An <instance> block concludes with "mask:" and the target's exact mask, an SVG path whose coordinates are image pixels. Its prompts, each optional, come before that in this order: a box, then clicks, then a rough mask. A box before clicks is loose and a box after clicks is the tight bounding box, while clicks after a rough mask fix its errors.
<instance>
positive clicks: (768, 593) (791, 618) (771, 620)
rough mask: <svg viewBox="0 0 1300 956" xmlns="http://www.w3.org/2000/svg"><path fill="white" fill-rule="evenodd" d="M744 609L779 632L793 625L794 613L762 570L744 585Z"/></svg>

**********

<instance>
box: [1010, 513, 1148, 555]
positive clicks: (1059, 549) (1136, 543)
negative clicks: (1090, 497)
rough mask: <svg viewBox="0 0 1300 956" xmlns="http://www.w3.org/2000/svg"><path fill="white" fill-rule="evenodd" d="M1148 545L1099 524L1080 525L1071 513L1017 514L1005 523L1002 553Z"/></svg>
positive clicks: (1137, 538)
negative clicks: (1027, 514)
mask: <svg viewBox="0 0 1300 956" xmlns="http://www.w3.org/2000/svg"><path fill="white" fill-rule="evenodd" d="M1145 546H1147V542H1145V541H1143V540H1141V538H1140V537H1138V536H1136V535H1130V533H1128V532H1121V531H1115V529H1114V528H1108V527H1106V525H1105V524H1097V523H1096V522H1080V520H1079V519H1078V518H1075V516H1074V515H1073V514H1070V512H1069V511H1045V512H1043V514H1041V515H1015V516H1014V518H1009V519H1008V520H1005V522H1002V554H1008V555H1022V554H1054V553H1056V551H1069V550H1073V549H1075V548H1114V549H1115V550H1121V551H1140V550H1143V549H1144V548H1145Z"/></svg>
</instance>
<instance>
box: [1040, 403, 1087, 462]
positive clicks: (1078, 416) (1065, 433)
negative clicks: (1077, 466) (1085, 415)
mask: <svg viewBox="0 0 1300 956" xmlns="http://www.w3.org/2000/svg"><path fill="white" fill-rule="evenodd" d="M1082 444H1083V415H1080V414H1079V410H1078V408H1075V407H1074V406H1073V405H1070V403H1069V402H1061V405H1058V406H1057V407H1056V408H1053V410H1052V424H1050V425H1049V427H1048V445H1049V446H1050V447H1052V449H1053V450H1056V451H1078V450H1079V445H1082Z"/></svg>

**********

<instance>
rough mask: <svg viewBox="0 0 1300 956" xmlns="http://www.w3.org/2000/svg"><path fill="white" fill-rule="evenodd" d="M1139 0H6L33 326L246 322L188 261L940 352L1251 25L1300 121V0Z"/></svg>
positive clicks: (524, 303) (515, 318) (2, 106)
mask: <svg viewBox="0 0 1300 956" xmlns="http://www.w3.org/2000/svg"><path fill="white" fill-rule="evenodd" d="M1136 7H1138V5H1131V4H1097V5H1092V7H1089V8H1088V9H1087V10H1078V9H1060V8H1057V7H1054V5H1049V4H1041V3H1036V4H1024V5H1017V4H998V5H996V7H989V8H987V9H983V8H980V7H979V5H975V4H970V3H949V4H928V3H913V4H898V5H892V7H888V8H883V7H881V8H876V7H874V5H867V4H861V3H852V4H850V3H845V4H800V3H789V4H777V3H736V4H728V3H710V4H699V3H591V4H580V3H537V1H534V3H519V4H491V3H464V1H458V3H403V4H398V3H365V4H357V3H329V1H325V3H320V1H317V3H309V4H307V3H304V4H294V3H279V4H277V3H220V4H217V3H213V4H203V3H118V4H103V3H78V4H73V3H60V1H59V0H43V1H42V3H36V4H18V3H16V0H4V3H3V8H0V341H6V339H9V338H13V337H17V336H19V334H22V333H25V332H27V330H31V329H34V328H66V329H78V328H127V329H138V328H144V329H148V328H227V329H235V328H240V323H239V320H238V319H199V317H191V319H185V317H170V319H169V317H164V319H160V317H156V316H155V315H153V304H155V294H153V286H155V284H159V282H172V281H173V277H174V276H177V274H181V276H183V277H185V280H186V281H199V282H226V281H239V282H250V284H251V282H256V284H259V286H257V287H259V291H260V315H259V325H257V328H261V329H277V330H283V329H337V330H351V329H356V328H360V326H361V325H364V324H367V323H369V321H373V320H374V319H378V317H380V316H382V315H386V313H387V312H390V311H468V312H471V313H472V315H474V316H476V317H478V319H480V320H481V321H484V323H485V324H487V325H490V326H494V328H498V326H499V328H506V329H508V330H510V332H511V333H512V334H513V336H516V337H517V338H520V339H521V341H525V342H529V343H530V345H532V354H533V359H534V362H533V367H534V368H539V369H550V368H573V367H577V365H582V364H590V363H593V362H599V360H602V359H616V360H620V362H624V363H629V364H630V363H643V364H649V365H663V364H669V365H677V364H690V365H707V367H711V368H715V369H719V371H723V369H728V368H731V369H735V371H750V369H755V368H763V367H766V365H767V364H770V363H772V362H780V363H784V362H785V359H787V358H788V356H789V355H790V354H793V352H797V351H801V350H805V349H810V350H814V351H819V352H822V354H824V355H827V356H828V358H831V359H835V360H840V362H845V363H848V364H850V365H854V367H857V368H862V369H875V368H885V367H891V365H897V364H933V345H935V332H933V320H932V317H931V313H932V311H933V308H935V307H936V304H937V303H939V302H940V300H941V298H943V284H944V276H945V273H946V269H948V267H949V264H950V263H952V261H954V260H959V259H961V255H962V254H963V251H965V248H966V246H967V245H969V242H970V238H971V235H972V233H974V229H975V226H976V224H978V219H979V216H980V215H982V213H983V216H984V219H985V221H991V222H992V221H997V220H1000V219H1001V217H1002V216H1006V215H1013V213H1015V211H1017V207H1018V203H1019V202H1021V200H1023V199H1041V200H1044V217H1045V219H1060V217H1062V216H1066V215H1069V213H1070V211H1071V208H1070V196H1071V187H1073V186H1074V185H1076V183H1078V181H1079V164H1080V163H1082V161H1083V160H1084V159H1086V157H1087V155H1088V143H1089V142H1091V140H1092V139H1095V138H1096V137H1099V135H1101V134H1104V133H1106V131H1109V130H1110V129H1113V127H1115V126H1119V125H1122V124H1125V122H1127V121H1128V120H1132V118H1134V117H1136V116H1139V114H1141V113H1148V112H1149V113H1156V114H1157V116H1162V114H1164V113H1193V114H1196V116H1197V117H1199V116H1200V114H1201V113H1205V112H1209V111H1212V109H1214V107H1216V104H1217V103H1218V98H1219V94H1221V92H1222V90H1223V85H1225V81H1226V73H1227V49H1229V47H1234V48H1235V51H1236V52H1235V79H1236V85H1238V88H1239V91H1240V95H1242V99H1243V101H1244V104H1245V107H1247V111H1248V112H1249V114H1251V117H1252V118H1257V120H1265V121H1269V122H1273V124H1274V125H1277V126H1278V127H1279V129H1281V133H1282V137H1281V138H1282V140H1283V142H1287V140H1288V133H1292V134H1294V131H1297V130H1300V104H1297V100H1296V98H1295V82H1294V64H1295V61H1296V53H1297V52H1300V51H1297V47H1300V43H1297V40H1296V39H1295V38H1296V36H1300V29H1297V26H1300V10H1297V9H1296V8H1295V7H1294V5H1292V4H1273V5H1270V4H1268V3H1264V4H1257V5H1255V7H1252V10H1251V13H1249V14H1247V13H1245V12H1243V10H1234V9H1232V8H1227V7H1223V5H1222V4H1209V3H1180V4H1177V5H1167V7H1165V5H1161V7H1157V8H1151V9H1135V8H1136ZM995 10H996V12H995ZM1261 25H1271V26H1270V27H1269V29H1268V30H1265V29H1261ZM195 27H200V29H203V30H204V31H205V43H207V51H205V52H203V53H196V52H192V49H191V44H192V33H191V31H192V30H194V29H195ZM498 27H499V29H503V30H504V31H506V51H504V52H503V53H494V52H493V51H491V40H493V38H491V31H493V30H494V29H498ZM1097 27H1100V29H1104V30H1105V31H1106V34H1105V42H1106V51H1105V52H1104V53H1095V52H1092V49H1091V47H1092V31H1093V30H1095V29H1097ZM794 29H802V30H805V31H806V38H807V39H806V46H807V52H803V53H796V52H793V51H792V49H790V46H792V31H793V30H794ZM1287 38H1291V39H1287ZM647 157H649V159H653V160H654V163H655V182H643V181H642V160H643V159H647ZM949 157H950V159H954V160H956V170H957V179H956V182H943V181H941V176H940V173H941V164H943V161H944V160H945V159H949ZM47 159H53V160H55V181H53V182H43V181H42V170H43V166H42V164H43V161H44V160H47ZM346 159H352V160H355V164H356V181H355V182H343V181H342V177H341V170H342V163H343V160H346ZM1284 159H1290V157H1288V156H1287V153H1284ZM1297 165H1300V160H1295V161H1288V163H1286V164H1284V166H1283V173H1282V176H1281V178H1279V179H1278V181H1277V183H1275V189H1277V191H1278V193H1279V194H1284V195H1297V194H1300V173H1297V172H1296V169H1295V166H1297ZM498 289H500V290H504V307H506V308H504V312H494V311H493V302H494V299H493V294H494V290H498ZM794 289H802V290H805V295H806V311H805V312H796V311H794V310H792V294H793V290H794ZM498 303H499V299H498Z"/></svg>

**********

For this exercise, output exactly the lines above from the line with "An <instance> block" to the line with "positive clicks: (768, 593)", counting both, and leave out the rest.

An <instance> block concludes with "mask:" and the target's exact mask, an SVG path whose coordinates are image pixels. Its prompts, each optional, come before that in this order: a box, then clicks, then a rough mask. A box before clicks is loose and a box after clicks is the tight bounding box, while clicks after a rough mask fix its errors.
<instance>
positive clicks: (768, 593) (791, 618) (771, 620)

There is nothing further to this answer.